**Objective:**
Rewrite the entries from the beginning up to and including the line with "74), (240, 34)]", keeping the requests. Multiply every recorded point coordinate by 0.3 and round to whole numbers, with halves rounded up, but leave the requests and their sample coordinates unchanged.

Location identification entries
|---|

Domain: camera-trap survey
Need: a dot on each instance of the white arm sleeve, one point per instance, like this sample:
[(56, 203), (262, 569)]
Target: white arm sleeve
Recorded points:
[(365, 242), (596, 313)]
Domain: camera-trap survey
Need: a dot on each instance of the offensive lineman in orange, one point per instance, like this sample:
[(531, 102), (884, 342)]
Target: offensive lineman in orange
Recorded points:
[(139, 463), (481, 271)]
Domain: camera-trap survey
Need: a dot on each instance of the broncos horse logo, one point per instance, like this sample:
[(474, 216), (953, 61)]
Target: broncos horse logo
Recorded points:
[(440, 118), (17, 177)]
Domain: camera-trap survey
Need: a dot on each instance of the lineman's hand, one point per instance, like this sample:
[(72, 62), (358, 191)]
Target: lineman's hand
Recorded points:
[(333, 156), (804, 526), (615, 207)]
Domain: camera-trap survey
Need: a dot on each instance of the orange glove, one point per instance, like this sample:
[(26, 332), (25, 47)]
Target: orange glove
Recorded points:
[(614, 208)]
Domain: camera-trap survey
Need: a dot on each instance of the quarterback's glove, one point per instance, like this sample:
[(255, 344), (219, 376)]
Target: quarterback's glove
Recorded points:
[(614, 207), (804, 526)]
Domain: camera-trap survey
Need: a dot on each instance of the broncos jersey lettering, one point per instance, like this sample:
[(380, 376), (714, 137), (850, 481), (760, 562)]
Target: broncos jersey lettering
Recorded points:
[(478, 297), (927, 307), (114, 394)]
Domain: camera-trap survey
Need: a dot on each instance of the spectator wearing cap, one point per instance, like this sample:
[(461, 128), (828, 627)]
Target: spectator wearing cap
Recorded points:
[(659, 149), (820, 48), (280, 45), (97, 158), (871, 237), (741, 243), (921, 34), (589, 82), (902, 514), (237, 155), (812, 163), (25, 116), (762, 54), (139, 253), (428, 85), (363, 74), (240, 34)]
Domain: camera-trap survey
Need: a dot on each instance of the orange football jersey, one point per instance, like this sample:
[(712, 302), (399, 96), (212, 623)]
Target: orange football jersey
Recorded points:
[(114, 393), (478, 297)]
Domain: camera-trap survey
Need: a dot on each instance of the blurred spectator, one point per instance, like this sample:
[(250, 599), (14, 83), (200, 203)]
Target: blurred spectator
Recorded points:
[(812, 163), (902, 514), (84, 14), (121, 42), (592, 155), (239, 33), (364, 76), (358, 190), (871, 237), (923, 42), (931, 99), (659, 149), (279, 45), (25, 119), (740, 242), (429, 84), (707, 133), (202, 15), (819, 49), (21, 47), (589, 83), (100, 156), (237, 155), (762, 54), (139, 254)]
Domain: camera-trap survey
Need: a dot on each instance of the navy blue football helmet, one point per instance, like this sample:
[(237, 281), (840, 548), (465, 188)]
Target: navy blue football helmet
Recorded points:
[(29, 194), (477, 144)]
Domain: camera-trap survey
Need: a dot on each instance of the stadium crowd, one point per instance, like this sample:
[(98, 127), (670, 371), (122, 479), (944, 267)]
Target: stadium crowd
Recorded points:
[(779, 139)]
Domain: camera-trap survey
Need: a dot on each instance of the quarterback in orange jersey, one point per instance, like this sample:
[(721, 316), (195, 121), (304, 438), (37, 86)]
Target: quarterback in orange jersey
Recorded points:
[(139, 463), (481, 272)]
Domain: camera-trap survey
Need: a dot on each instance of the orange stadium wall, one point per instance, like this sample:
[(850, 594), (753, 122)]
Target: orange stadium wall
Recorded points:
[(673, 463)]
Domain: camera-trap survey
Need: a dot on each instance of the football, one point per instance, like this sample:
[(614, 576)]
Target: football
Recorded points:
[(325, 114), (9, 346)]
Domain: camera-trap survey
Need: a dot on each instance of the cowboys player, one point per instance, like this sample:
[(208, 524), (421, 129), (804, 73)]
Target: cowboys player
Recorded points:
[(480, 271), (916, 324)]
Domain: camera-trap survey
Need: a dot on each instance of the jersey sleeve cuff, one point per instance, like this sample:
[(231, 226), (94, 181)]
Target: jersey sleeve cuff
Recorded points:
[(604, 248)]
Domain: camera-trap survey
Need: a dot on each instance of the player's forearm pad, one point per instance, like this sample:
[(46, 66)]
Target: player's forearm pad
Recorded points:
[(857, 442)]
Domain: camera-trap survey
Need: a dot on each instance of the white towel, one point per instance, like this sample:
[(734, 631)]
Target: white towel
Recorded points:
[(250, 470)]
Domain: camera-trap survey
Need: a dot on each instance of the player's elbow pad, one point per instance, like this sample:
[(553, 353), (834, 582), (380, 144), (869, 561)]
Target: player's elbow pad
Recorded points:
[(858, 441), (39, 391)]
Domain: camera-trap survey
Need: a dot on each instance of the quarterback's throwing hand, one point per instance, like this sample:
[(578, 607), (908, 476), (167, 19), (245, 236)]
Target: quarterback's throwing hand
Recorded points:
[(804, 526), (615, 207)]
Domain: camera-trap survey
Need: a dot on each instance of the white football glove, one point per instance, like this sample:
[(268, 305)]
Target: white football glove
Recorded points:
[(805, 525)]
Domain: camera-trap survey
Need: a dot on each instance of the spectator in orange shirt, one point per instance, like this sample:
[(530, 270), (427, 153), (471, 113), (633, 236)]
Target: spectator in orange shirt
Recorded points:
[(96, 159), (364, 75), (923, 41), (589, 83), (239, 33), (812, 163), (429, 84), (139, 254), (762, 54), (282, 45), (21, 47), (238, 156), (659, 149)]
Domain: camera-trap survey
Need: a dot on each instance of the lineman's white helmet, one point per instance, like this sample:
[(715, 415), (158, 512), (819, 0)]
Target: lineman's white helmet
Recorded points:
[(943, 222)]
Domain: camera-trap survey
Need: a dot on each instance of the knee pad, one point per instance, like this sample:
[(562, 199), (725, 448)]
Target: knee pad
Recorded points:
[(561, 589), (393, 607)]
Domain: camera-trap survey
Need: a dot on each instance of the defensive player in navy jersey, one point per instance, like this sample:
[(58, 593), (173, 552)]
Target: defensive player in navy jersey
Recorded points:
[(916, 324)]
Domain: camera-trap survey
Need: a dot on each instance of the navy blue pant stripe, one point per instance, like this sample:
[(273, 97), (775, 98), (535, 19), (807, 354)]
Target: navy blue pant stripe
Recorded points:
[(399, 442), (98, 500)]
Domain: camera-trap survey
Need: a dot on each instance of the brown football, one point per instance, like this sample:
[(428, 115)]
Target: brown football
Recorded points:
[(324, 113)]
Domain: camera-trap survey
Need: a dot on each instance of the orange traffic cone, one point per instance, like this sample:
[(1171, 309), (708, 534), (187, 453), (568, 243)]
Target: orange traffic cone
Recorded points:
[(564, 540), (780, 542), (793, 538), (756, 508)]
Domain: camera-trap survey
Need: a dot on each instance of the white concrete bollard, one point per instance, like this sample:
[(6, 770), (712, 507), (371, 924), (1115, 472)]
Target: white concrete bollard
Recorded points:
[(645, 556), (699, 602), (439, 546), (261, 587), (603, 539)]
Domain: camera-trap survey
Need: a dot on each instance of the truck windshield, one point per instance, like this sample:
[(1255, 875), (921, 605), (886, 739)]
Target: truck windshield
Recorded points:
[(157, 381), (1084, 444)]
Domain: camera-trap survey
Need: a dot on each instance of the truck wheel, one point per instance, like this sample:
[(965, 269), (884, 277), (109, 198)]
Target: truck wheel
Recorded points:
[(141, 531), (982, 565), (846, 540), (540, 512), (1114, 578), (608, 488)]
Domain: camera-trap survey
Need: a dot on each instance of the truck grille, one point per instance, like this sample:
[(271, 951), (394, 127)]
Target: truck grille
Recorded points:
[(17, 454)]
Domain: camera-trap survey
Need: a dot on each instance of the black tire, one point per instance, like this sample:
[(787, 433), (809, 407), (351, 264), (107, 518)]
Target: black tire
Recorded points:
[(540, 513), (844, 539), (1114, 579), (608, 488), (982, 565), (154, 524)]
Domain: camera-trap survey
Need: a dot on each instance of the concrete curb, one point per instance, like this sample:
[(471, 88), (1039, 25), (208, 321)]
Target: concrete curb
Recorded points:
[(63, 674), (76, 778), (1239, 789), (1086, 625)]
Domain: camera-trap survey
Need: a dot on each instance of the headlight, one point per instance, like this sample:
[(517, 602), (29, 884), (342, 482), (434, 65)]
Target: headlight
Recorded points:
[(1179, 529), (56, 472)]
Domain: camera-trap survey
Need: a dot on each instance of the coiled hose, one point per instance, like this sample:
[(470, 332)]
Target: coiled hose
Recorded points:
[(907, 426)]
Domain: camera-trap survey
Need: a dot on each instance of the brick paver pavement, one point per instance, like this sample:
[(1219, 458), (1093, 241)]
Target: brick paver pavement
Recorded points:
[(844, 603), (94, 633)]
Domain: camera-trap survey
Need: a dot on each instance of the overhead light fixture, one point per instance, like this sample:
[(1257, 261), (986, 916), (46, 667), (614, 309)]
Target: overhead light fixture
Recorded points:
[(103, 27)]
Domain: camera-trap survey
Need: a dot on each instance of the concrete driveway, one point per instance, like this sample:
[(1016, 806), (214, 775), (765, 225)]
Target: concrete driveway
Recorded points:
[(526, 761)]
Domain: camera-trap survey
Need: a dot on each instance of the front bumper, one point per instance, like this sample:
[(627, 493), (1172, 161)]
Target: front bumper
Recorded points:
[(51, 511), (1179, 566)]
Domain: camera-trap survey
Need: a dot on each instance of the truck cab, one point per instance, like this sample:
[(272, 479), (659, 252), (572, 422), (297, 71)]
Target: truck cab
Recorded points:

|---|

**Output for this task:**
Domain: camera-trap survey
Need: a dot on each instance of the white arm sleeve, one point per instance, like this sample:
[(56, 203), (262, 569)]
Target: white arm sleeve
Recorded points:
[(110, 73), (179, 94)]
Domain: camera-trap survey
Need: a dot on each instance of the offensive lineman in orange, one point per instance, like this sample:
[(531, 102), (884, 342)]
Target: offensive lineman in orange
Recorded points:
[(42, 139), (144, 81)]
Domain: camera-trap survey
Need: a dot on each instance of the broncos horse logo, one point per instance, like this sample:
[(474, 216), (953, 61)]
Target: broncos horse logo
Recorded points:
[(132, 35), (5, 53)]
Domain: camera-trap survey
Need: a dot on each instance of the lineman's hand, one point per instance, like this sample:
[(72, 62), (358, 191)]
Target: lineman's hand
Recorded points:
[(100, 47), (241, 158), (185, 62)]
Domain: camera-trap survey
Need: a dot on each instance of the orange glove, one point per instance, like this sample:
[(26, 332), (25, 47)]
Target: orange glove
Recorded points:
[(184, 62)]
Domain: camera-trap survey
Need: a dot on each instance of the quarterback's glove, one point per instance, like this sample:
[(255, 344), (219, 376)]
Target: quarterback's glove
Recorded points:
[(184, 62), (241, 158)]
Domain: camera-trap survey
Need: a dot on each instance of the broncos jersey lettering, one point per instance, like this sample:
[(380, 376), (714, 137), (850, 481), (760, 562)]
Target: broncos jersey lettering
Recorded points:
[(143, 89), (278, 92), (34, 118)]
Domain: camera-trap survey
Need: a dot on each instance of the spectator wearing cap, one point per instance, like this sample:
[(461, 128), (828, 627)]
Target: spectator wearing cap
Recorded points:
[(198, 45), (246, 14), (84, 14), (29, 47), (261, 71), (222, 73), (276, 10), (177, 25), (271, 154), (71, 47), (244, 49), (8, 35), (229, 16), (42, 76), (128, 26), (109, 22), (72, 10)]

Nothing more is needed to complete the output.